This is much larger than a cultural problem with the students of today. They believe, rightfully and accurately, that the university degree is yet another part of the machine that they will become a cog in.

What should be alarming to everyone is that these students will graduate without having learned anything and then go into the workplace where they will continue to not use their atrophied critical thinking skills, to simply do yet more, as a cog in the machine.



This attitude is part of a more general cultural shift. Back in the 1960s, the majority of students said the primary motivation for going to college was to develop a philosophy of life, and a minority said the main goal was to be very financially successful. Somewhere around the 1980s this started to shift and the proportions are now inverted.

* according to the UCLA CIRP freshman survey


I would also say some of the attitude shift is also contradictory. The amount of people I interact with who have a lot of bad things to say about the education who tell me universities should focus on education in a general meanwhile also say that schools to should focus on student getting jobs. Probably one that has been heard before, something along the lines of, "why don't high schools teach plumbers courses." I mean they can. While also, "colleges are too focused on checking the boxes so students can get jobs."


It's not inherently contradictory to hold both positions, if your overarching position is that the schools are in a weird in-between state that serves neither well. My time in school was marked with both forms of frustration.

I wanted to learn a new language and I wanted to take some history courses that covered regions and eras not well covered in my high school courses. But despite my university having a significant "elective" component to my degree path, none of those courses were on the list of allowed electives for my degree. So in this case, the university was failing at a focus on education by hindering my ability to branch out away from my core studies and requiring that I take "electives" that were more closely associated with the imagined career path my degree would provide.
######
**What is asked**
a: Using the passage on college attitudes, answer these:
(i) In the 1960s, what did the majority of students say was their primary motivation for going to college?
(ii) Which survey is given as the source for that figure?
(iii) What two kinds of courses did the writer want to take?
b: In the passage on college attitudes, list every word or phrase set inside quotation marks, in the order they appear.

**Information provided**
######
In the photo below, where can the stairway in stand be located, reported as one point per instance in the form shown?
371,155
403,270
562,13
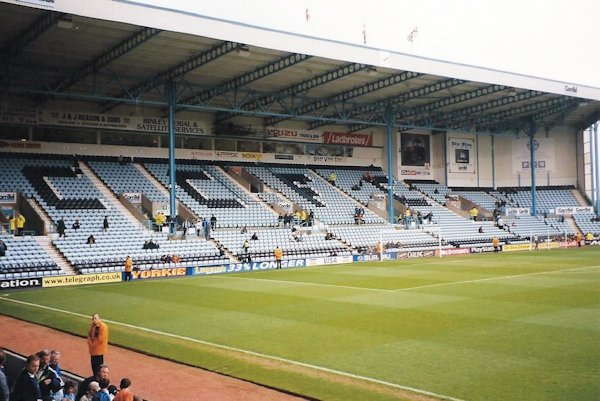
######
**Task-by-task outputs**
a:
(i) To develop a philosophy of life.
(ii) The UCLA CIRP freshman survey.
(iii) A new language, and history courses covering regions and eras not well covered in the writer's high school courses.

b:
why don't high schools teach plumbers courses.
colleges are too focused on checking the boxes so students can get jobs.
elective
electives